-- Exercise directions --
Transcribe only the part of the listing below that begins at the line containing "Objective — one point per instance of the jacket" and runs to its final line, keeping both ends.

-- Information provided --
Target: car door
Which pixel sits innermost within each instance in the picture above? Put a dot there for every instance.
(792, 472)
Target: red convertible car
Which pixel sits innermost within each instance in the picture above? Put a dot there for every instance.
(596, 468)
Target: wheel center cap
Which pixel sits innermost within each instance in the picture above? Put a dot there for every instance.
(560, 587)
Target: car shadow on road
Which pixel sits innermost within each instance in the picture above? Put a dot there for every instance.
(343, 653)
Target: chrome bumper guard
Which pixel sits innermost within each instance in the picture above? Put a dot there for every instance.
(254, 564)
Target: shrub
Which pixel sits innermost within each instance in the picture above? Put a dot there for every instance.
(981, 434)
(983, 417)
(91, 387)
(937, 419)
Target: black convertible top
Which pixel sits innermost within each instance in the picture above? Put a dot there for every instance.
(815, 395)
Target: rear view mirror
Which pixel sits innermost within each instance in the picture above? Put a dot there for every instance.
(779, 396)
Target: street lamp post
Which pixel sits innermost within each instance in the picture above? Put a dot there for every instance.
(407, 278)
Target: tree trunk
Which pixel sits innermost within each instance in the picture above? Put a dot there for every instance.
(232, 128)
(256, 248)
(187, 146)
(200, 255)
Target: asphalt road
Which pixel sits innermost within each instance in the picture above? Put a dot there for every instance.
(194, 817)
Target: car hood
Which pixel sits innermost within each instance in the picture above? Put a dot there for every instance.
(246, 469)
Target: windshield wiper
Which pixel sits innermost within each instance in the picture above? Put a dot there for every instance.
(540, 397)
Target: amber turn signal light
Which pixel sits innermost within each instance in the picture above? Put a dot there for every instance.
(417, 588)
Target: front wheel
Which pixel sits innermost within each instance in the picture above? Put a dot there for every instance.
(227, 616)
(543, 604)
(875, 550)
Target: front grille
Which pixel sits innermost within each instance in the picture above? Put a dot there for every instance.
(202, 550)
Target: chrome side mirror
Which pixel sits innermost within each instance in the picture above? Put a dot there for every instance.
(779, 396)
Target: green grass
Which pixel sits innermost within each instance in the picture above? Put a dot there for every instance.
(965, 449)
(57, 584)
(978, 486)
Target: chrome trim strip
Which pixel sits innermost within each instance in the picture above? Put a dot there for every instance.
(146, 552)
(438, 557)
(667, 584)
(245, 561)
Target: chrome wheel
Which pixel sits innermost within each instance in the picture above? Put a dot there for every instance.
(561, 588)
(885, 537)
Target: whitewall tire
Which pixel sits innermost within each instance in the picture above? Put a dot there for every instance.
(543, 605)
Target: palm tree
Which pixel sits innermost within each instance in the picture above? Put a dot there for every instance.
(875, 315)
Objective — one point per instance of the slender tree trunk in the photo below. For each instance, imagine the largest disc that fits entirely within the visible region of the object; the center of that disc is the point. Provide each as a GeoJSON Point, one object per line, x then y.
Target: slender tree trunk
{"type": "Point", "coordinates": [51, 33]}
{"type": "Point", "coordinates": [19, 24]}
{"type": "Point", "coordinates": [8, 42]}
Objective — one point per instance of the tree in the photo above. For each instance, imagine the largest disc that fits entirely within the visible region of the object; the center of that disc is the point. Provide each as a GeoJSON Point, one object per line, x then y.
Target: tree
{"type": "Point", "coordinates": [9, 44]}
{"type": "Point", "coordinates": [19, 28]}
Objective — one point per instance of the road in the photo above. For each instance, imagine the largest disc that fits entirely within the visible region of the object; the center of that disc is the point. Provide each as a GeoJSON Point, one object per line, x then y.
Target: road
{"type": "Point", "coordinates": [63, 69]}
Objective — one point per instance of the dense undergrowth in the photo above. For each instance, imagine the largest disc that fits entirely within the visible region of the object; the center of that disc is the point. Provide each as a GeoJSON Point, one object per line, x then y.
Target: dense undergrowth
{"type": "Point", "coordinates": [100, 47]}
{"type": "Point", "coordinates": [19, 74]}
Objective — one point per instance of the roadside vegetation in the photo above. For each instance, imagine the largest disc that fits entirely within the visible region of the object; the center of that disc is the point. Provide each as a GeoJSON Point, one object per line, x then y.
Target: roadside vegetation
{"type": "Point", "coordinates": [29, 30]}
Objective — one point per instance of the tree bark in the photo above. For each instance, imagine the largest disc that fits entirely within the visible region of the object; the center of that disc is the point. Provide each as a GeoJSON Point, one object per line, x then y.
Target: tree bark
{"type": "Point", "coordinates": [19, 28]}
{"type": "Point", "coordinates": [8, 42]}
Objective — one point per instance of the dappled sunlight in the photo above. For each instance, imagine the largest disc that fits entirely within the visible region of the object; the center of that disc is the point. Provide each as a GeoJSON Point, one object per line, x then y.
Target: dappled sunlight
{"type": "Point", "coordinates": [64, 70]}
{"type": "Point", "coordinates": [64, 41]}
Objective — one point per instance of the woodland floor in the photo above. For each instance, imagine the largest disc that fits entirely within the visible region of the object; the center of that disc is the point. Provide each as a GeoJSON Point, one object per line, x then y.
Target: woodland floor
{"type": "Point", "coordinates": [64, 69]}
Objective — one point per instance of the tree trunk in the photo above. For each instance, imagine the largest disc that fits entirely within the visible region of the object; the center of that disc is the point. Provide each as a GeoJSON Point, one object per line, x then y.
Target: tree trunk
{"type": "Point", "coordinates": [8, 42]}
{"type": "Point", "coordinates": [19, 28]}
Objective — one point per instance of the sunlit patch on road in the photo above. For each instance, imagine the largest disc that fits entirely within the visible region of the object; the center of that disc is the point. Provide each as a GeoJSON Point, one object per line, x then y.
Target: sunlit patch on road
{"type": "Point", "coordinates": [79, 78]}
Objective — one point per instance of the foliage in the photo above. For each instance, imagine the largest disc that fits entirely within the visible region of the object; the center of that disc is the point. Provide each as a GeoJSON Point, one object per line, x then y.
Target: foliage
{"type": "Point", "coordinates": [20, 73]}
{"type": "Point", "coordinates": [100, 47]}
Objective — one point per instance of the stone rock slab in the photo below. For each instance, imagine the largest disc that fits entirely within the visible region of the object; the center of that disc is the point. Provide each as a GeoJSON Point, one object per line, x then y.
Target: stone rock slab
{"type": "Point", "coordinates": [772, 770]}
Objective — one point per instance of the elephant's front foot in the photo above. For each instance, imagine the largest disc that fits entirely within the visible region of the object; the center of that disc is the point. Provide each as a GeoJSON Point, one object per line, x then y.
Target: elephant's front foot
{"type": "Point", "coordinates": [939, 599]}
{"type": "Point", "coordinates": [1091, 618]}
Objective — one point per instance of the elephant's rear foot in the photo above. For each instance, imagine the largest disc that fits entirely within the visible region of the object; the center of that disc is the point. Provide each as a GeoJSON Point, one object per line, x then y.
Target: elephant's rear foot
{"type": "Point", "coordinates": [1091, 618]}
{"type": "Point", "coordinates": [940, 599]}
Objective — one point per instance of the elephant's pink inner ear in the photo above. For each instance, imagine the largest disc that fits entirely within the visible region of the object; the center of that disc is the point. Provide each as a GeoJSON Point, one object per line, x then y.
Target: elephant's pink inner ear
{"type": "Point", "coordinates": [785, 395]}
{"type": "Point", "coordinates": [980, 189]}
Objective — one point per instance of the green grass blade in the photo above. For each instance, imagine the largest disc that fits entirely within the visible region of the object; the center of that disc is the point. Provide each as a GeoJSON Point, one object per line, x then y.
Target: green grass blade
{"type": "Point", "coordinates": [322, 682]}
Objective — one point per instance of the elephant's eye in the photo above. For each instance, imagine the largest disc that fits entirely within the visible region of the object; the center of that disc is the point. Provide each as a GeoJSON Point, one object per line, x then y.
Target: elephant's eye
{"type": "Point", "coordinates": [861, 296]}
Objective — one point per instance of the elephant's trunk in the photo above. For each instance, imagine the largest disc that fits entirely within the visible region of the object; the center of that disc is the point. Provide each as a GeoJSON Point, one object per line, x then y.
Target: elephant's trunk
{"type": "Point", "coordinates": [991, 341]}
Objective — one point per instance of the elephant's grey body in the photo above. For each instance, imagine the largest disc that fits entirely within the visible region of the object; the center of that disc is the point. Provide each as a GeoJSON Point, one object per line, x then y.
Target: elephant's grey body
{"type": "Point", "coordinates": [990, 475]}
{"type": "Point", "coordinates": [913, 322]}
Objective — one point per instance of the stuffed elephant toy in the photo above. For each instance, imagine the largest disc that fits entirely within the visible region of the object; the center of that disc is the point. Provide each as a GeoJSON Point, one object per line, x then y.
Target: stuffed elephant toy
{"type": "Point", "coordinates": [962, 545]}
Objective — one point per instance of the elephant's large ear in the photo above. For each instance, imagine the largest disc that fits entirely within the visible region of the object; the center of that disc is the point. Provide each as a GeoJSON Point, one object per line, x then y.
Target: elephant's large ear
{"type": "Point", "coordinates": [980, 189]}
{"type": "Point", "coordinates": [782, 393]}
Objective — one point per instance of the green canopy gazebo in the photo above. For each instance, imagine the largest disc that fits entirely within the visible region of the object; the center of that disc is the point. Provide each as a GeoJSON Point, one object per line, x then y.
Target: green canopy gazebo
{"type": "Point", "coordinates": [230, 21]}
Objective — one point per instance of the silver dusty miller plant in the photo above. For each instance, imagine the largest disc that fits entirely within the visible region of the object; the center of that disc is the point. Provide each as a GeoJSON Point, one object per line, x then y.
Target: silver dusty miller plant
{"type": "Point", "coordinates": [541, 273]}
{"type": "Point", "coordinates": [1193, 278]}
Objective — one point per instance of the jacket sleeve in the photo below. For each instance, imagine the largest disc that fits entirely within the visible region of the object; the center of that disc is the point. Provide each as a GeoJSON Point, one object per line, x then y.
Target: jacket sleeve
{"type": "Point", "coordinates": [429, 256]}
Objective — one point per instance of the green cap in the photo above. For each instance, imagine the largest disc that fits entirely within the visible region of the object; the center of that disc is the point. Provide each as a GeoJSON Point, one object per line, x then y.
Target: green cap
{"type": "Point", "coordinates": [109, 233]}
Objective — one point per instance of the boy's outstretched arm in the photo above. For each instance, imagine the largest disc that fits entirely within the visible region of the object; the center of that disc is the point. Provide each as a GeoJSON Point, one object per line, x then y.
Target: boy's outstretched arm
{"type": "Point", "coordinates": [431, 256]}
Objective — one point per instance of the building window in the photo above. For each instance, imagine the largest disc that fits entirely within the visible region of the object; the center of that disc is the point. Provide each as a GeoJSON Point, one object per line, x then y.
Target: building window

-- Output --
Objective — one point per instance of the jacket sleeve in the photo below. For each instance, imagine the largest disc that fits entirely within the visible region of the object; the center of that disc is the point. Provide each as a GeoJSON Point, one object per line, x then y.
Target: jacket sleeve
{"type": "Point", "coordinates": [429, 256]}
Objective — one point per instance of the green cap in the photo above. For each instance, imagine the largest disc that fits entirely within the visible region of the object; the center of that disc is the point. Provide each as a GeoJSON Point, one object per line, x then y.
Target: green cap
{"type": "Point", "coordinates": [109, 233]}
Objective — one point per instance of the boy's outstretched arm in the photo above. For each instance, imagine the largest disc that fits entirely within the visible region of the object; the center of that disc is the point. Provide each as a GeoJSON Point, one object per line, x then y.
Target: boy's outstretched arm
{"type": "Point", "coordinates": [431, 256]}
Objective — one point per instance of the building window in the photo above. For each instance, imagine the largest disc that fits entirely within the visible region of the object; the center of that disc is the point. Provide each as a GeoJSON Point, one object per line, x then y.
Target: building window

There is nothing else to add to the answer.